▶ [Extract to read]
* * * *

For a better-than-the-theater experience in your backyard, the Vava 4K projector might be just the ticket. It uses laser projection for a truly gorgeous picture, and boasts a brightness rating of 2500 ANSI lumens and a contrast ratio that’s 150 percent higher than you’ll see in a typical movie theater. The Vava also comes with a beefy built-in soundbar from high-profile speaker manufacturer Harmon/Kardon, plus a range of ports for external speakers and video playback devices, making it incredibly versatile.
Perhaps the most striking feature of the Vava 4K projector is its “ultra short throw,” which means it can project a really large image even when it’s close to the screen. In fact, the Vava 4K projector can fill up a 10-foot screen from a distance of only 7 inches.This feature removes the need for extensive planning and setup; simply set up the screen and put the projector right in front of it, and you are ready to roll.
This Optoma model is a true workhorse at a tempting price. Its extremely bright 3600 ANSI lumens mean it can be seen clearly even before full sunset, and its “dynamic black” feature actively improves picture quality by increasing visibility in low-light scenes and boosting color vibrance in bright, daylight scenes. The contrast ratio of 25,000:1 means that the picture will be crisp and lifelike. Single-chip DLP projection prevents image blurring that can occur with multi-chip projectors.
To top it off, the unit boasts a bulb rated to last for 15,000 hours, enough life for one movie per day for 20 years. Its design also reduces fan noise, lowering the risk of a dramatic movie scene being ruined by a loud, buzzing projector fan. While there is no Bluetooth or wifi connectivity, with its technical features, it goes toe-to-toe with others that cost three or even four times as much.
If you’ve ever watched movies on a low-quality projector, or own one that’s not up to snuff, you may be ready to move up to the Home Cinema 1060. This model features a 15,000:1 contrast ratio and 3,100 lumens of brightness for a clear, bright picture, and uses LCD technology to ensure longevity and low energy consumption. You can project movies from farther away, onto larger screens, and in lighter surroundings without loosing picture quality.
True, the sound quality is pretty sub-par compared to similarly priced models, so external speakers are a must for a good experience. But this projector, with great picture quality and compact design, make it a solid choice for backyard movie buffs looking to upgrade.
Backyard cinema can be cool, but what about backcountry movie nights? If you want a quality projector you can tote on a camping or RV trip and set up quickly, the Anker Nebula Mars Pro II is ready to go. In addition to its compact size, the projector has a thundering sound system, so no additional speakers are required. On top of that, it has Android TV built in, so if users have an internet connection, they can stream at will, with no need for a DVD/Blu-Ray player. Plus, this model has a 3-hour battery life—long enough for almost any film—as well as a standard wall plug.

* * * *

▶ [Stated problem] From the projector reviews, copy word for word the part that opens with the words containing "For a better-than-the-theater" and closes with "it incredibly versatile.". The listing after this point comes from a separate source.

▶ [Collected material]
* * * *

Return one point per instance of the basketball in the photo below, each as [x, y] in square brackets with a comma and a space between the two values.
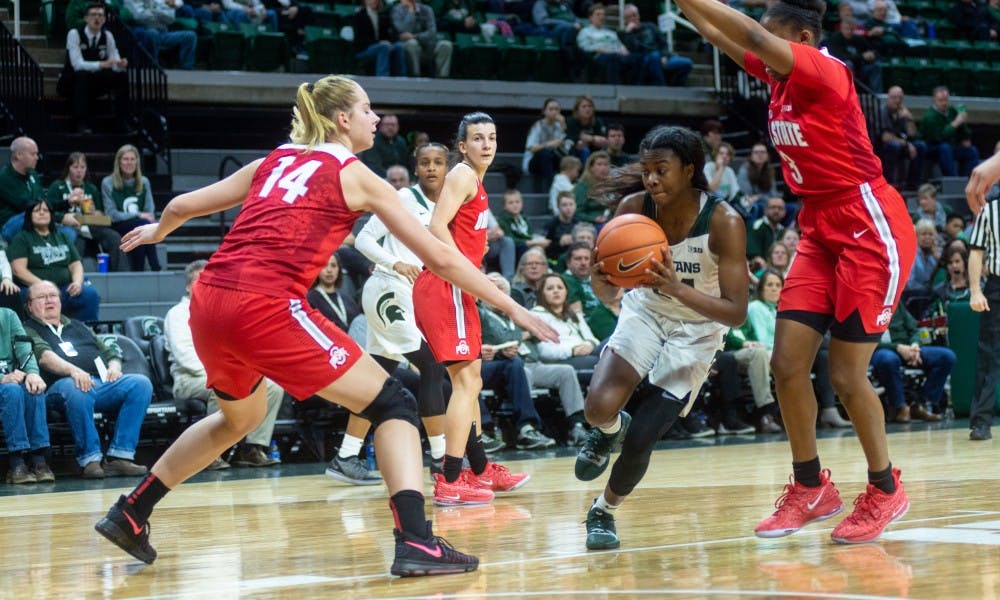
[626, 246]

* * * *

▶ [Response]
For a better-than-the-theater experience in your backyard, the Vava 4K projector might be just the ticket. It uses laser projection for a truly gorgeous picture, and boasts a brightness rating of 2500 ANSI lumens and a contrast ratio that’s 150 percent higher than you’ll see in a typical movie theater. The Vava also comes with a beefy built-in soundbar from high-profile speaker manufacturer Harmon/Kardon, plus a range of ports for external speakers and video playback devices, making it incredibly versatile.